== Instructions for the task ==
Rewrite the data below with "beige" switched to "tan" wherever it occurs and every other part left unchanged. Leave the pictures out of your answer.

Dataset rows showing where objects appear:

○ ○ ○ ○ ○ ○ ○

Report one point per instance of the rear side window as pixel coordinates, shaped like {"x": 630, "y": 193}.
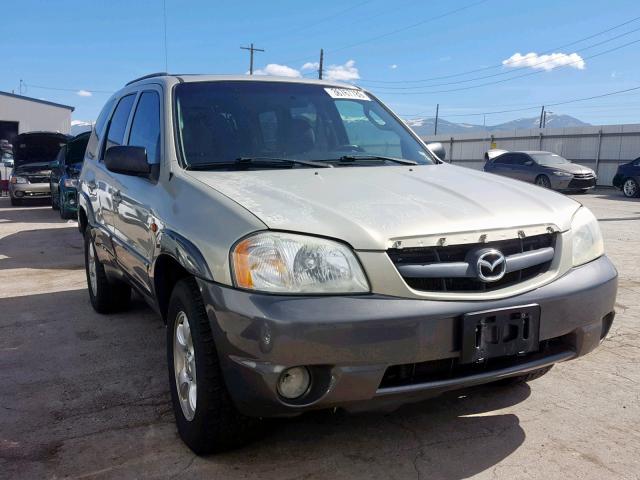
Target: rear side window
{"x": 118, "y": 123}
{"x": 505, "y": 159}
{"x": 98, "y": 129}
{"x": 145, "y": 128}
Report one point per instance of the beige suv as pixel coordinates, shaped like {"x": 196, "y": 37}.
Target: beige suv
{"x": 307, "y": 250}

○ ○ ○ ○ ○ ○ ○

== Complete answer ==
Report one point per instance of the rear side window as pixel coordinates, shaped like {"x": 630, "y": 193}.
Target: rear side window
{"x": 118, "y": 123}
{"x": 505, "y": 159}
{"x": 98, "y": 129}
{"x": 145, "y": 128}
Report one point per instance of the tan suv as pixel coordinates, shaped like {"x": 196, "y": 37}.
Target: tan suv
{"x": 307, "y": 250}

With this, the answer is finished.